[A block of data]
--*--

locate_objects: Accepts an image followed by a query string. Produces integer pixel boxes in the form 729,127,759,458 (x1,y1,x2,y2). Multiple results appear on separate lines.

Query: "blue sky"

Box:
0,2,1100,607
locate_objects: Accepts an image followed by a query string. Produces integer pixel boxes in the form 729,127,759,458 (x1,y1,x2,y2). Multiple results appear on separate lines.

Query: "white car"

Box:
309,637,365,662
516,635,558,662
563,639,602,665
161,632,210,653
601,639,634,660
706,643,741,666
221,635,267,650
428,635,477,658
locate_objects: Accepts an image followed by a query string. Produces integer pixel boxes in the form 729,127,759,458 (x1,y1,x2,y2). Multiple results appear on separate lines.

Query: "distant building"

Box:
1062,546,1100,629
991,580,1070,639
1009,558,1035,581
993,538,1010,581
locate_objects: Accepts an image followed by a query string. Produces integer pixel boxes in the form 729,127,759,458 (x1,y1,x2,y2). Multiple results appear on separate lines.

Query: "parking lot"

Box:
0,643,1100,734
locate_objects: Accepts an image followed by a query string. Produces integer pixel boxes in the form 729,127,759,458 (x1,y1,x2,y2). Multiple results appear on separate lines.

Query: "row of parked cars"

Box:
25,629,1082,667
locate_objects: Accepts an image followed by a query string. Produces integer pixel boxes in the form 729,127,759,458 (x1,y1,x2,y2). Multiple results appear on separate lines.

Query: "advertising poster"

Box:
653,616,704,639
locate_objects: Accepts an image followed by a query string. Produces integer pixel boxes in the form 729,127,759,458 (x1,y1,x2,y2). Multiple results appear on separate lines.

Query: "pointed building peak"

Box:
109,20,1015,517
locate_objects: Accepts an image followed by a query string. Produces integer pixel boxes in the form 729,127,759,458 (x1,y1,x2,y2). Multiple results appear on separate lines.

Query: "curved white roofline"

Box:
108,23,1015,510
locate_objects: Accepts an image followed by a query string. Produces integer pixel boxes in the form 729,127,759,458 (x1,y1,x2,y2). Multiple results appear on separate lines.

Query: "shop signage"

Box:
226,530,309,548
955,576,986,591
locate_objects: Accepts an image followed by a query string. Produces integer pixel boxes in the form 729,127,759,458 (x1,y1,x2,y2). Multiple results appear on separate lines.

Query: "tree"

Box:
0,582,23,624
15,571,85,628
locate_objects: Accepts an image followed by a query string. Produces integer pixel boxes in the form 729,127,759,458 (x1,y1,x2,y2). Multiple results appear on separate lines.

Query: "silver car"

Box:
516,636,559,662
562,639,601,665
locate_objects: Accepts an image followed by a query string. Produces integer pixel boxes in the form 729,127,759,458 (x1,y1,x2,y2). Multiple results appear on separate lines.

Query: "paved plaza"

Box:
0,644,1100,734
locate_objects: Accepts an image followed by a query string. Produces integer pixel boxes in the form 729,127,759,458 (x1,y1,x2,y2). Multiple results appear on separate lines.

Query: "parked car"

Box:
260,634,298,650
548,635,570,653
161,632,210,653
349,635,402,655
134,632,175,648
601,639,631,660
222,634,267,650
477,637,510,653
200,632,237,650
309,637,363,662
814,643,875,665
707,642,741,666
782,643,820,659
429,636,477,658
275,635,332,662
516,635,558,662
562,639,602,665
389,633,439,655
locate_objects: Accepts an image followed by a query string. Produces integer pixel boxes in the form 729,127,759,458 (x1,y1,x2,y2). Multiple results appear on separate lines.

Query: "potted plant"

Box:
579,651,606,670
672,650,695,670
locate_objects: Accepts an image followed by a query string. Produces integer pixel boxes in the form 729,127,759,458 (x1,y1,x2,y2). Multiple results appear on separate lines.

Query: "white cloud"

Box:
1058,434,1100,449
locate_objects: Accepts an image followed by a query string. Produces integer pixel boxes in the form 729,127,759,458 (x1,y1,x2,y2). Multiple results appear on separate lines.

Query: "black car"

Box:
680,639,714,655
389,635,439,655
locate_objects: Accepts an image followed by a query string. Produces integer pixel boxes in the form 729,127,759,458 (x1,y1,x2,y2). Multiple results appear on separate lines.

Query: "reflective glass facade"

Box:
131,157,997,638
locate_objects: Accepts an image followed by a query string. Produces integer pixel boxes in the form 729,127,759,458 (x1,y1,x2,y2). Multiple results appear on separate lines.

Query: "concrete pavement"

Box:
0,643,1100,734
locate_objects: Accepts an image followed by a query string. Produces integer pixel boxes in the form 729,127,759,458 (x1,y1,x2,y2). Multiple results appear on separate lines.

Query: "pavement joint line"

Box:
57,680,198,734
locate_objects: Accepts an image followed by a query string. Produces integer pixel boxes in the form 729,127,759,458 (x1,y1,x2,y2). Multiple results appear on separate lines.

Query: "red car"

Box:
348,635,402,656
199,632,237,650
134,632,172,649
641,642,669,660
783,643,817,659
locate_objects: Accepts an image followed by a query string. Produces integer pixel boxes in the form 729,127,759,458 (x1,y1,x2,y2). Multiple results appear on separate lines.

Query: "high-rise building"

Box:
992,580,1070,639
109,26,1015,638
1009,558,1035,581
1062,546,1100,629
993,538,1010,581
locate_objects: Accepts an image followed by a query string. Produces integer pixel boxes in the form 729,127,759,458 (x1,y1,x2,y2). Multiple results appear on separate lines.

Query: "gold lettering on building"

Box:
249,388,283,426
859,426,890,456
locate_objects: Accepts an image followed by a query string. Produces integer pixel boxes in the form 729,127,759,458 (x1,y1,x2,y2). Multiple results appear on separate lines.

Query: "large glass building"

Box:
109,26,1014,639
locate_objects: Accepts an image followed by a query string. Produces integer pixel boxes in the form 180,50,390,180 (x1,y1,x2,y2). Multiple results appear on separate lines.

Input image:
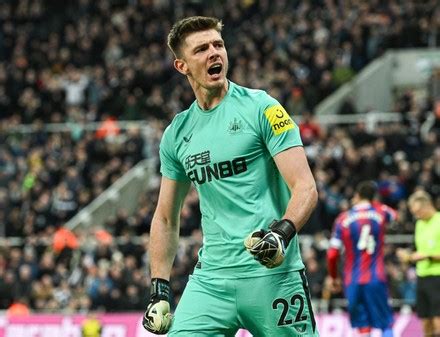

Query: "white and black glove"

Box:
142,278,173,335
244,219,296,268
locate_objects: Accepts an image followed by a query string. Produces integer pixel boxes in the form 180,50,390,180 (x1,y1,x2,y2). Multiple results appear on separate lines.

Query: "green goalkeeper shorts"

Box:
168,270,319,337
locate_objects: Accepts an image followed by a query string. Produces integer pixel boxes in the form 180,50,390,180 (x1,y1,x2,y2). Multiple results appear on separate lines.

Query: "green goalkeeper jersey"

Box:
160,82,304,278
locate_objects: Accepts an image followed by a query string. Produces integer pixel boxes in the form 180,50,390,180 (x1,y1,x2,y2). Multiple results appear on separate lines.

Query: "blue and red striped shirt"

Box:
330,202,397,286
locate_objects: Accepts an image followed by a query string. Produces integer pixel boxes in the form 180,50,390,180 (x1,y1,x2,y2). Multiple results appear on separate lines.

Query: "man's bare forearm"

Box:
284,181,318,231
149,217,179,280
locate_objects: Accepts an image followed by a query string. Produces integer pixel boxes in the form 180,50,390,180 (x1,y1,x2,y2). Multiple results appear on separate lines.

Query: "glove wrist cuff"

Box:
150,278,170,301
269,219,296,247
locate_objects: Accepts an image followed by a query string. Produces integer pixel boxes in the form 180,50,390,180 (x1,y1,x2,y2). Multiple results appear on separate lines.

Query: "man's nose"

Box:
209,44,219,59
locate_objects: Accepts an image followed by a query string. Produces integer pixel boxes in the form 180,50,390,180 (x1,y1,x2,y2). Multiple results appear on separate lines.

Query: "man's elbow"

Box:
305,180,318,209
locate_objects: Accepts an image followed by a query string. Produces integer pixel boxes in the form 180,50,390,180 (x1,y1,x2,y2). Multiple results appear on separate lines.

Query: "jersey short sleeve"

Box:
159,125,189,181
259,93,303,157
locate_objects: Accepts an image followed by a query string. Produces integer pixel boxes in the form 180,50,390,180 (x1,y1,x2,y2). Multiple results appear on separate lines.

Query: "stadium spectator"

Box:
0,0,440,320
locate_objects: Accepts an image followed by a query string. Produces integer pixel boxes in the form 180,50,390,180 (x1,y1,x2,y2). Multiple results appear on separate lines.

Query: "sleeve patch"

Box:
264,105,295,136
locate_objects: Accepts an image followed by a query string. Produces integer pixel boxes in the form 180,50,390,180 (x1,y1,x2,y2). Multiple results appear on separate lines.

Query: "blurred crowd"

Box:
0,0,440,312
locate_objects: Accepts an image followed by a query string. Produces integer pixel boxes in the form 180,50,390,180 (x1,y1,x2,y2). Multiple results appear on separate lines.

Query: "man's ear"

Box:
174,59,188,76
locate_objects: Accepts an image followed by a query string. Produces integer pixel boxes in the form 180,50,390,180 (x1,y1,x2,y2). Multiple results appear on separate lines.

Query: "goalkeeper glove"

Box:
244,219,296,268
142,278,173,335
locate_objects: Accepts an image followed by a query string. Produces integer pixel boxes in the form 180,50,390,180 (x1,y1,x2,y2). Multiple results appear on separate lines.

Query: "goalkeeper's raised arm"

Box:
142,177,189,334
244,147,318,268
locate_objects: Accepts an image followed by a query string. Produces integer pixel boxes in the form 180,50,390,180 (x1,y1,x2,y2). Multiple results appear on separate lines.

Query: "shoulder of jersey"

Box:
234,83,267,97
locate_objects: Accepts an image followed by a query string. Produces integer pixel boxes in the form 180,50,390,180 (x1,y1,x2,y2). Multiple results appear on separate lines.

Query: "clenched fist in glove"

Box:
244,219,296,268
142,278,173,335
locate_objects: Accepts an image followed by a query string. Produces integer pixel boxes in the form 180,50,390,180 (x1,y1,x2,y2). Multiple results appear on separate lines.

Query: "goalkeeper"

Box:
143,17,319,337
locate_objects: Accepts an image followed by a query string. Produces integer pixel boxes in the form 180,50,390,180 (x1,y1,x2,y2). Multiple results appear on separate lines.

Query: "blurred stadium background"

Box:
0,0,440,337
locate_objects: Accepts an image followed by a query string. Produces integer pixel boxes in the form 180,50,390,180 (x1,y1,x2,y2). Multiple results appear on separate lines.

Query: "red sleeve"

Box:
327,248,339,279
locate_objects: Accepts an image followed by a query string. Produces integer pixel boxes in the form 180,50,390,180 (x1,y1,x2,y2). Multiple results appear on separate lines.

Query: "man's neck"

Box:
190,81,229,110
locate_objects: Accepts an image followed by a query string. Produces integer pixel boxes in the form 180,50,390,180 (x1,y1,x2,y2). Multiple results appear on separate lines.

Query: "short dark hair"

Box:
356,180,377,201
168,16,223,57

--*--

Written problem: List every line of the records above that contains the word "goalkeeper", copying each line in full.

Task output:
Query: "green goalkeeper shorts"
Query: "green goalkeeper jersey"
Query: "goalkeeper glove"
Query: "goalkeeper's raised arm"
Query: "goalkeeper"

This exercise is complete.